WORK TO COMPLETE:
While you copy the lines below, skip the pictures and keep the rest exact.

(Stored data entries)
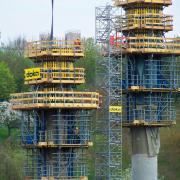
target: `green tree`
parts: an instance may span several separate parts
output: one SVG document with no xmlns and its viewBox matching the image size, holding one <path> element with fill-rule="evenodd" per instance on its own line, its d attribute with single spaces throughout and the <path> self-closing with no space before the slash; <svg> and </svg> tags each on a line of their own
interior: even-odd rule
<svg viewBox="0 0 180 180">
<path fill-rule="evenodd" d="M 76 66 L 85 68 L 86 83 L 80 86 L 80 89 L 96 90 L 96 61 L 102 59 L 97 45 L 93 38 L 88 38 L 84 42 L 85 57 L 80 60 Z"/>
<path fill-rule="evenodd" d="M 24 85 L 24 69 L 33 66 L 31 60 L 18 55 L 16 52 L 0 51 L 0 62 L 5 62 L 14 76 L 16 91 L 23 92 L 29 89 Z"/>
<path fill-rule="evenodd" d="M 9 99 L 10 93 L 15 92 L 15 79 L 4 62 L 0 62 L 0 99 Z"/>
</svg>

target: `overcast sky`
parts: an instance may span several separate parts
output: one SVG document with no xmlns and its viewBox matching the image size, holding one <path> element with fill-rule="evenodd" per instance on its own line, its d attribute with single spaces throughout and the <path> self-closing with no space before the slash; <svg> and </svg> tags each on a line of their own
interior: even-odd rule
<svg viewBox="0 0 180 180">
<path fill-rule="evenodd" d="M 82 36 L 94 36 L 95 7 L 111 0 L 55 0 L 55 35 L 80 30 Z M 39 33 L 49 32 L 51 25 L 51 0 L 0 0 L 0 32 L 2 41 L 23 35 L 28 40 L 37 39 Z M 166 10 L 174 15 L 174 32 L 180 35 L 180 0 Z"/>
</svg>

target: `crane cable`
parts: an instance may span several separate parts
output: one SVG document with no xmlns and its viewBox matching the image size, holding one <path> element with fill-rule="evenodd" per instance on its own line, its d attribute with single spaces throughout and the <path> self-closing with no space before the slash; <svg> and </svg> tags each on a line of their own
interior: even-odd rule
<svg viewBox="0 0 180 180">
<path fill-rule="evenodd" d="M 54 0 L 52 0 L 52 24 L 51 24 L 51 35 L 50 40 L 53 40 L 54 36 Z"/>
</svg>

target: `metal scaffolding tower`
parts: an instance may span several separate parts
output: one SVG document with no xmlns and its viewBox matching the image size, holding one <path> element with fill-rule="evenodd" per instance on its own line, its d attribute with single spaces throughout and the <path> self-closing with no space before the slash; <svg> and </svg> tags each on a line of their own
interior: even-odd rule
<svg viewBox="0 0 180 180">
<path fill-rule="evenodd" d="M 21 139 L 27 151 L 25 180 L 87 180 L 87 149 L 92 146 L 90 111 L 99 108 L 99 93 L 77 91 L 85 83 L 79 38 L 30 42 L 25 69 L 32 92 L 12 94 L 12 108 L 22 112 Z"/>
<path fill-rule="evenodd" d="M 157 180 L 159 127 L 176 123 L 174 96 L 179 92 L 180 39 L 165 37 L 173 25 L 172 16 L 163 12 L 172 0 L 114 2 L 115 7 L 96 8 L 96 42 L 104 56 L 98 62 L 101 74 L 98 83 L 102 83 L 100 88 L 107 97 L 104 110 L 97 117 L 96 178 L 122 178 L 117 172 L 122 171 L 123 126 L 130 128 L 132 134 L 132 179 Z M 116 8 L 121 13 L 117 14 Z M 122 112 L 112 113 L 108 106 L 114 106 L 117 101 Z M 101 131 L 103 138 L 99 135 Z M 113 132 L 119 132 L 116 136 L 119 149 L 113 148 L 115 151 L 111 151 Z M 109 148 L 101 147 L 100 141 Z M 117 162 L 112 161 L 112 152 L 121 154 Z"/>
<path fill-rule="evenodd" d="M 96 8 L 96 42 L 104 53 L 97 64 L 97 83 L 104 95 L 96 122 L 97 180 L 122 176 L 122 54 L 112 55 L 110 42 L 116 33 L 113 16 L 117 13 L 109 5 Z"/>
</svg>

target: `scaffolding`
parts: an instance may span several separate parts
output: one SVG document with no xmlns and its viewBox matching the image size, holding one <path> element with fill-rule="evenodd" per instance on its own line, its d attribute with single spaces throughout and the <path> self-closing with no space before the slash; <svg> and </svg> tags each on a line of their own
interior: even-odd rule
<svg viewBox="0 0 180 180">
<path fill-rule="evenodd" d="M 25 180 L 87 180 L 87 149 L 91 140 L 90 110 L 100 106 L 96 92 L 77 91 L 85 83 L 80 39 L 30 42 L 25 69 L 32 92 L 11 95 L 12 108 L 22 112 L 21 142 L 27 150 Z"/>
<path fill-rule="evenodd" d="M 22 114 L 22 144 L 55 148 L 91 146 L 90 118 L 88 110 L 25 111 Z"/>
<path fill-rule="evenodd" d="M 104 56 L 97 63 L 97 82 L 104 96 L 96 125 L 98 180 L 122 177 L 118 174 L 122 171 L 118 163 L 122 163 L 122 126 L 156 129 L 176 124 L 174 100 L 180 90 L 180 39 L 165 37 L 173 30 L 173 20 L 163 10 L 172 1 L 114 3 L 115 7 L 96 8 L 96 42 Z M 117 101 L 121 106 L 119 114 L 109 108 Z M 116 136 L 111 138 L 114 132 Z M 112 142 L 119 147 L 111 146 Z M 112 152 L 117 161 L 111 157 Z"/>
<path fill-rule="evenodd" d="M 125 84 L 130 90 L 151 90 L 151 91 L 177 91 L 179 88 L 179 67 L 177 58 L 172 57 L 148 57 L 142 64 L 142 72 L 139 72 L 138 65 L 142 63 L 135 59 L 135 56 L 129 56 L 126 66 Z"/>
<path fill-rule="evenodd" d="M 113 38 L 114 55 L 124 54 L 123 125 L 131 127 L 175 124 L 174 94 L 179 92 L 180 39 L 166 38 L 172 16 L 163 13 L 171 0 L 115 0 L 124 9 L 116 28 L 122 37 Z M 133 6 L 132 6 L 133 5 Z M 122 29 L 120 28 L 122 27 Z"/>
<path fill-rule="evenodd" d="M 87 180 L 87 153 L 80 150 L 31 149 L 27 151 L 27 162 L 24 166 L 26 178 L 37 180 Z"/>
<path fill-rule="evenodd" d="M 103 107 L 96 120 L 96 178 L 122 177 L 122 54 L 112 55 L 110 39 L 116 34 L 119 12 L 112 6 L 96 8 L 96 43 L 103 59 L 97 62 L 97 83 L 103 94 Z"/>
<path fill-rule="evenodd" d="M 165 127 L 176 124 L 173 93 L 144 92 L 126 95 L 123 125 Z"/>
</svg>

RESULT:
target: `green tree`
parts: an instance may span several separate parts
output: one SVG document with no xmlns and its viewBox matching the image size, holding one <path> element with fill-rule="evenodd" per instance on its own line, its d attribute with single spaces throughout and the <path> self-closing with no space before the slash; <svg> and </svg> tags each on a line of their own
interior: even-odd rule
<svg viewBox="0 0 180 180">
<path fill-rule="evenodd" d="M 76 66 L 85 68 L 86 83 L 80 86 L 80 89 L 96 90 L 96 61 L 102 59 L 97 45 L 93 38 L 88 38 L 84 42 L 85 57 L 80 60 Z"/>
<path fill-rule="evenodd" d="M 24 85 L 24 69 L 33 66 L 31 60 L 18 55 L 16 52 L 0 51 L 0 62 L 5 62 L 14 76 L 16 91 L 23 92 L 29 89 Z"/>
<path fill-rule="evenodd" d="M 9 99 L 10 93 L 15 92 L 15 79 L 4 62 L 0 62 L 0 99 Z"/>
</svg>

target: `overcast sky`
parts: an instance may span several separate parts
output: one SVG document with no xmlns and its viewBox matching the image size, holding one <path> element with fill-rule="evenodd" per instance on its own line, its d attribute with single spaces throughout and the <path> self-closing with no space before the slash; <svg> and </svg> tags each on a line of their own
interior: even-odd rule
<svg viewBox="0 0 180 180">
<path fill-rule="evenodd" d="M 82 36 L 94 36 L 95 7 L 111 0 L 55 0 L 55 35 L 80 30 Z M 39 33 L 49 32 L 51 25 L 51 0 L 0 0 L 0 32 L 2 41 L 23 35 L 28 40 L 37 39 Z M 166 10 L 174 15 L 174 32 L 180 35 L 180 0 Z"/>
</svg>

target: `crane cable`
parts: an instance may span several separate parts
output: one SVG document with no xmlns and its viewBox matching the image size, holding one <path> element with fill-rule="evenodd" per instance on its own line, its d attribute with single spaces throughout and the <path> self-closing with no space before the slash; <svg> and </svg> tags each on a line of their own
interior: even-odd rule
<svg viewBox="0 0 180 180">
<path fill-rule="evenodd" d="M 54 0 L 52 0 L 52 24 L 51 24 L 51 35 L 50 40 L 53 40 L 54 36 Z"/>
</svg>

target: `metal scaffolding tower`
parts: an instance may span several separate parts
output: one SVG document with no xmlns and its viewBox matching the image size, holding one <path> element with fill-rule="evenodd" per instance on its own line, its d attribute with single spaces throughout and the <path> self-closing with no space before the slash; <svg> and </svg> tags each on a line of their own
interior: even-odd rule
<svg viewBox="0 0 180 180">
<path fill-rule="evenodd" d="M 21 139 L 27 151 L 25 180 L 87 180 L 87 149 L 92 146 L 90 111 L 99 108 L 99 93 L 77 91 L 85 83 L 79 38 L 30 42 L 25 69 L 32 92 L 12 94 L 12 108 L 22 112 Z"/>
<path fill-rule="evenodd" d="M 157 180 L 159 127 L 176 123 L 174 96 L 179 92 L 180 39 L 165 37 L 173 25 L 172 16 L 163 12 L 172 0 L 114 2 L 115 7 L 96 8 L 96 42 L 104 56 L 98 62 L 101 74 L 98 83 L 102 83 L 100 88 L 107 97 L 104 110 L 97 117 L 96 178 L 122 178 L 117 172 L 122 171 L 123 126 L 130 128 L 132 134 L 132 179 Z M 116 8 L 121 13 L 117 14 Z M 122 112 L 112 113 L 108 106 L 114 106 L 117 101 Z M 101 131 L 103 138 L 99 135 Z M 113 132 L 119 132 L 116 136 L 119 149 L 113 148 L 115 151 L 111 151 Z M 109 148 L 101 147 L 100 141 Z M 117 162 L 112 161 L 112 152 L 121 154 Z"/>
<path fill-rule="evenodd" d="M 96 8 L 96 42 L 104 53 L 97 64 L 97 83 L 104 95 L 96 122 L 97 180 L 122 176 L 122 54 L 112 55 L 110 42 L 116 33 L 113 16 L 117 13 L 109 5 Z"/>
</svg>

target: `scaffolding`
parts: an instance may span several separate parts
output: one SVG document with no xmlns and its viewBox matching the image size, holding one <path> element with fill-rule="evenodd" per instance on its own line, its d attribute with single spaces throughout and the <path> self-closing with no space before the slash; <svg> and </svg> tags each on a line of their own
interior: even-odd rule
<svg viewBox="0 0 180 180">
<path fill-rule="evenodd" d="M 25 180 L 87 180 L 87 149 L 91 140 L 90 110 L 100 106 L 96 92 L 77 91 L 85 83 L 80 39 L 30 42 L 25 69 L 32 92 L 11 95 L 12 108 L 22 112 L 21 142 L 27 150 Z"/>
<path fill-rule="evenodd" d="M 22 114 L 22 144 L 55 148 L 91 146 L 90 118 L 88 110 L 25 111 Z"/>
<path fill-rule="evenodd" d="M 104 56 L 97 63 L 97 82 L 104 96 L 96 125 L 98 180 L 122 177 L 118 174 L 122 171 L 118 163 L 122 163 L 122 126 L 156 129 L 176 124 L 174 100 L 180 90 L 180 39 L 165 37 L 173 30 L 173 20 L 163 10 L 172 1 L 114 3 L 115 7 L 96 8 L 96 42 Z M 117 101 L 121 106 L 119 114 L 109 108 Z M 116 136 L 111 138 L 114 132 Z M 112 142 L 119 147 L 111 146 Z M 112 152 L 117 161 L 111 157 Z"/>
<path fill-rule="evenodd" d="M 125 84 L 130 90 L 151 90 L 151 91 L 177 91 L 179 88 L 179 67 L 177 58 L 172 57 L 148 57 L 142 64 L 142 72 L 139 72 L 138 65 L 142 63 L 135 59 L 135 56 L 129 56 L 126 66 Z"/>
<path fill-rule="evenodd" d="M 113 38 L 114 55 L 124 54 L 123 125 L 131 127 L 175 124 L 174 94 L 179 92 L 180 39 L 166 38 L 172 16 L 163 13 L 171 0 L 115 0 L 124 9 L 116 28 L 122 37 Z M 133 6 L 132 6 L 133 5 Z M 122 29 L 120 28 L 122 27 Z"/>
<path fill-rule="evenodd" d="M 87 180 L 87 153 L 80 150 L 31 149 L 27 151 L 27 162 L 24 166 L 26 178 L 37 180 Z"/>
<path fill-rule="evenodd" d="M 103 107 L 96 120 L 96 178 L 122 177 L 122 54 L 112 55 L 110 39 L 116 34 L 119 12 L 112 6 L 96 8 L 96 43 L 103 59 L 97 62 L 97 83 L 103 94 Z"/>
<path fill-rule="evenodd" d="M 165 127 L 176 124 L 173 93 L 144 92 L 126 95 L 123 125 Z"/>
</svg>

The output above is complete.